_TASK GOAL_
Report each line of the data below that contains the word "doorway", treating uppercase and lowercase letters as different.

* Start DATA RECORDS *

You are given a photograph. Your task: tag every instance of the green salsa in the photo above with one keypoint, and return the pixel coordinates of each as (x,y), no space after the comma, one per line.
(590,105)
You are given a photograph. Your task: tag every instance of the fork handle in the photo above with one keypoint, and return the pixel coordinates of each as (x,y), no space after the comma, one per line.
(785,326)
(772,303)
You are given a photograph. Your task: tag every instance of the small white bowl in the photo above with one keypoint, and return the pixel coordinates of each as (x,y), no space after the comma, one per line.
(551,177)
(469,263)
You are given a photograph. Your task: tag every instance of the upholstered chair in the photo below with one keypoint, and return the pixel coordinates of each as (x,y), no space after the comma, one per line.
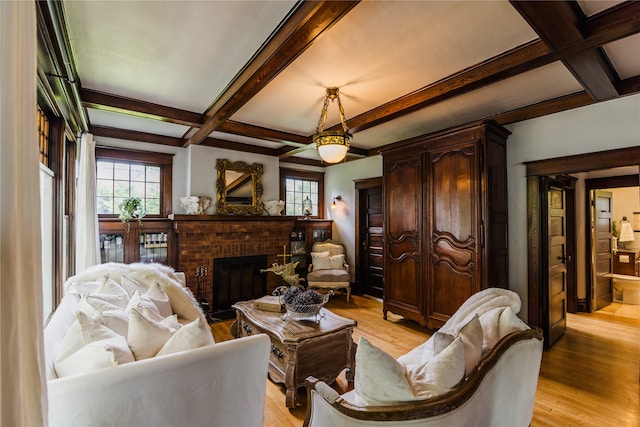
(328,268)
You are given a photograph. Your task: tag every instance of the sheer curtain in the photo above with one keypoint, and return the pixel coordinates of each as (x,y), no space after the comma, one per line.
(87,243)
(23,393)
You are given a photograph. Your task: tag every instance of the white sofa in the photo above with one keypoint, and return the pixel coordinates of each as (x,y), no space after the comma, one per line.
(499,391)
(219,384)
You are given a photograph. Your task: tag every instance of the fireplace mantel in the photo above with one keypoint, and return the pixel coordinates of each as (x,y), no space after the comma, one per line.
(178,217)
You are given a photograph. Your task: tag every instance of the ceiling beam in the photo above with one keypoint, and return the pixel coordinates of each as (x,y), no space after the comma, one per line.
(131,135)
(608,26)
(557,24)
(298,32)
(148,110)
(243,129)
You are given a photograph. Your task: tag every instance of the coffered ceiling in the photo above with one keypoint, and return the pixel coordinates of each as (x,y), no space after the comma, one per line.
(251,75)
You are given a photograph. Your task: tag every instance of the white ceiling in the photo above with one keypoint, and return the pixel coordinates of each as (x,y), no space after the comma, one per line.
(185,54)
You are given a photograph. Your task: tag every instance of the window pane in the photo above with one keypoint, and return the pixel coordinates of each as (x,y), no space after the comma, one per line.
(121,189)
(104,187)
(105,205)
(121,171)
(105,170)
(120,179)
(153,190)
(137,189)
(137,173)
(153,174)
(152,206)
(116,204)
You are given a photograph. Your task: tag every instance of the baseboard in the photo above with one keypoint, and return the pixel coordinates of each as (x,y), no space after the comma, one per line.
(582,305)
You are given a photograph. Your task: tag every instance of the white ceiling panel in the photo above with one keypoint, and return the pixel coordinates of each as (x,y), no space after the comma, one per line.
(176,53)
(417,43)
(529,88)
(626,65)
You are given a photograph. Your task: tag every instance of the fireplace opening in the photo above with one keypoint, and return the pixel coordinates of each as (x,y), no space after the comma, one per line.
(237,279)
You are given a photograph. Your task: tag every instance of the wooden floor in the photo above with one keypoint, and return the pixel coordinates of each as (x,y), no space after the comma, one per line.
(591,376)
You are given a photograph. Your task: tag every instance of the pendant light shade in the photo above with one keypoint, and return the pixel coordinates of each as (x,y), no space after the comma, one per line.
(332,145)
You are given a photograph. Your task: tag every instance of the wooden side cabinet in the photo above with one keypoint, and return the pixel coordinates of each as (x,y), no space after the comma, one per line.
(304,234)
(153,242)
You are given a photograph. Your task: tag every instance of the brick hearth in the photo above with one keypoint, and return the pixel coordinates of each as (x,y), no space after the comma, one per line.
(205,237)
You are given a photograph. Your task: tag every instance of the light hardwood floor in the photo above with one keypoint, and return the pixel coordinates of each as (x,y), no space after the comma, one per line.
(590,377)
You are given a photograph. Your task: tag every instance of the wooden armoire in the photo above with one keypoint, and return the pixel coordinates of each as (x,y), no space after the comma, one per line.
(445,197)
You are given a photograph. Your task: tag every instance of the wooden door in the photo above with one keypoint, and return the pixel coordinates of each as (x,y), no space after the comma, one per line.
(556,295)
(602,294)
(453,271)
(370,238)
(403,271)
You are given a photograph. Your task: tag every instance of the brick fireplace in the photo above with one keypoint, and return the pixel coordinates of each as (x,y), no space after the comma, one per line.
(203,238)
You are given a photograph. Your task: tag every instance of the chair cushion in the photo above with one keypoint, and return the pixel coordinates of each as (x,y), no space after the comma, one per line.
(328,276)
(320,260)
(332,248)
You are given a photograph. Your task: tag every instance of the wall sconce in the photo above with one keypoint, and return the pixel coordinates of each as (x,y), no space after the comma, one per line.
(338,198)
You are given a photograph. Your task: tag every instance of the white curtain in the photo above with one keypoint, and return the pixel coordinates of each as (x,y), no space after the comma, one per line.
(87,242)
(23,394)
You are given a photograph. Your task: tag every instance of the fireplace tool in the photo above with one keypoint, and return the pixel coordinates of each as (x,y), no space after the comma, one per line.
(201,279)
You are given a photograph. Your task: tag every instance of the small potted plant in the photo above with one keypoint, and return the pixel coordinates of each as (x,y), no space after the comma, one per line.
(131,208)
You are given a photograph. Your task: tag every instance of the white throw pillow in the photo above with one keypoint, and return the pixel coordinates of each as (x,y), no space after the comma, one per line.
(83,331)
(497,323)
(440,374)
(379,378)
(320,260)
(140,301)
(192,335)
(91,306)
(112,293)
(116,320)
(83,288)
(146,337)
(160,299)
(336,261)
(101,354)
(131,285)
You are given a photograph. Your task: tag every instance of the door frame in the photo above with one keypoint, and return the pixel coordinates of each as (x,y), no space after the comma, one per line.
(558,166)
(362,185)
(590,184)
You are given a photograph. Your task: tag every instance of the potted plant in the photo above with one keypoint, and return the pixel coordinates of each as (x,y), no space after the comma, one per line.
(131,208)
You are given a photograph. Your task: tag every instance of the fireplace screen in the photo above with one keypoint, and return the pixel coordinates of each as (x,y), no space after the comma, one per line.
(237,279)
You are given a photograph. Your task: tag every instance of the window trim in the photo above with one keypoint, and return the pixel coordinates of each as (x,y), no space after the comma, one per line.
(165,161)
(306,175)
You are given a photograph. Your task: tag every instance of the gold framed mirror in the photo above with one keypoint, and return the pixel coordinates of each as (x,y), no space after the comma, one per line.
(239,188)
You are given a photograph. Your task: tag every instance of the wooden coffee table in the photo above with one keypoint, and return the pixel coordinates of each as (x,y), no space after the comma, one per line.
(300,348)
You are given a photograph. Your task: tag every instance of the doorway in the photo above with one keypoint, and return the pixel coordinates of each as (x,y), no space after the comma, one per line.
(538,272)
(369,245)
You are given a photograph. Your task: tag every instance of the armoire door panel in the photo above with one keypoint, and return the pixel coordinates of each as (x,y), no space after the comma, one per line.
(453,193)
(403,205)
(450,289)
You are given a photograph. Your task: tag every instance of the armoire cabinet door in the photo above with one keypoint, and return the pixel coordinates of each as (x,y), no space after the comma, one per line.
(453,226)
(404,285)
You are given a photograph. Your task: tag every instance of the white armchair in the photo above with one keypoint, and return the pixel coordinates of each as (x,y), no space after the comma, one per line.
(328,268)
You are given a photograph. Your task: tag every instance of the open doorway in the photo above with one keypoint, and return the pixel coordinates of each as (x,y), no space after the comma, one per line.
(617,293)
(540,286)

* End DATA RECORDS *
* Start DATA RECORDS *

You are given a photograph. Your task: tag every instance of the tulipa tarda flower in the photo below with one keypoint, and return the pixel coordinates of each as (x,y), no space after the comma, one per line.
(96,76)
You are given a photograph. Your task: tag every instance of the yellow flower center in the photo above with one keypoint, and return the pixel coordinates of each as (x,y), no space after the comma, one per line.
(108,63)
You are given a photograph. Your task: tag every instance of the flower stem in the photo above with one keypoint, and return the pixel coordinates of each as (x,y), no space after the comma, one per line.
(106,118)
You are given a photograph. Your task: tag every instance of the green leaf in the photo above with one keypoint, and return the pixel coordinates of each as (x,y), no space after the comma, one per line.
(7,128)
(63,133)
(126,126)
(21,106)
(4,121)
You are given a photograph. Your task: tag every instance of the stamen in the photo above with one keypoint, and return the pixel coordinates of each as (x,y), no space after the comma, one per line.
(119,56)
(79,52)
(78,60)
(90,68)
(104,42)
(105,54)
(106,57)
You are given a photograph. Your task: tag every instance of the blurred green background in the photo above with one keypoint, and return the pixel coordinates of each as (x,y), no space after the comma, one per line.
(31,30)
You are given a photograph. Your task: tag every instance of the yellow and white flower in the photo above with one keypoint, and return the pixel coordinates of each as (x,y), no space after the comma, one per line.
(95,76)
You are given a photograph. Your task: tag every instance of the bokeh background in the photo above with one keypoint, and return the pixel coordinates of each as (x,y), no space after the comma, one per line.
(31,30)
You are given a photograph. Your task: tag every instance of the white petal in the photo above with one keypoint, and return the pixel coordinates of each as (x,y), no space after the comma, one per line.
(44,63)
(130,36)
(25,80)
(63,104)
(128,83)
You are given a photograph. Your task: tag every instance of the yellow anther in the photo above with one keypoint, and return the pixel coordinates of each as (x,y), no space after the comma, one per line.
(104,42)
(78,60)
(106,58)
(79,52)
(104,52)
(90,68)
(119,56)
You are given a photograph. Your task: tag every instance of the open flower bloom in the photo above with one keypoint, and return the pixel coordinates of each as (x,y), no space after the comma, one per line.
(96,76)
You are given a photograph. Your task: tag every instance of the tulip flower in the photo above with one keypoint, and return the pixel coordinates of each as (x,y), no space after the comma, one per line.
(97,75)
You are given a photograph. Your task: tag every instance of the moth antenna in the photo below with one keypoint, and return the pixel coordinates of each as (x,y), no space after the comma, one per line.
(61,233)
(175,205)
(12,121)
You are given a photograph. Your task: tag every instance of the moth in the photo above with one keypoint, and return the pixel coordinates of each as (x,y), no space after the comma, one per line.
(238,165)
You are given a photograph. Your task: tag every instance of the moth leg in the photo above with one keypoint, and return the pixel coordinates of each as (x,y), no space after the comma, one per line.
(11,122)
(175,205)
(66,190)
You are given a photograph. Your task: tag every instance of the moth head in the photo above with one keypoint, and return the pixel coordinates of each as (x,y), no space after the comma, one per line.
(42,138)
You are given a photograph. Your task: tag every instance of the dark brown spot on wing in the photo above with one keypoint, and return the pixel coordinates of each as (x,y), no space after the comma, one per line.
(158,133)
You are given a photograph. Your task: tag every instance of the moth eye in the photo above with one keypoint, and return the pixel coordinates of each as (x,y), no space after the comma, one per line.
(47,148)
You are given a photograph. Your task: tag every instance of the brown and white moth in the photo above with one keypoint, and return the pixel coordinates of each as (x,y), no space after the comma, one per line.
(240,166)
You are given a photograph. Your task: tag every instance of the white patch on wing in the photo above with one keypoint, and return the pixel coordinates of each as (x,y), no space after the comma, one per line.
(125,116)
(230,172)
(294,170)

* End DATA RECORDS *

_RESULT_
You are given a photograph. Your task: tag every instance of the doorway in the photo above with one keypoint, and return the pixel coordinates of each as (x,y), no space after the comma, one per line.
You are given a photograph. Your task: tag every instance of the open doorway in the photo above with one keypoint, and return the pixel coordinates of each as (x,y), no space after the comma, one per line.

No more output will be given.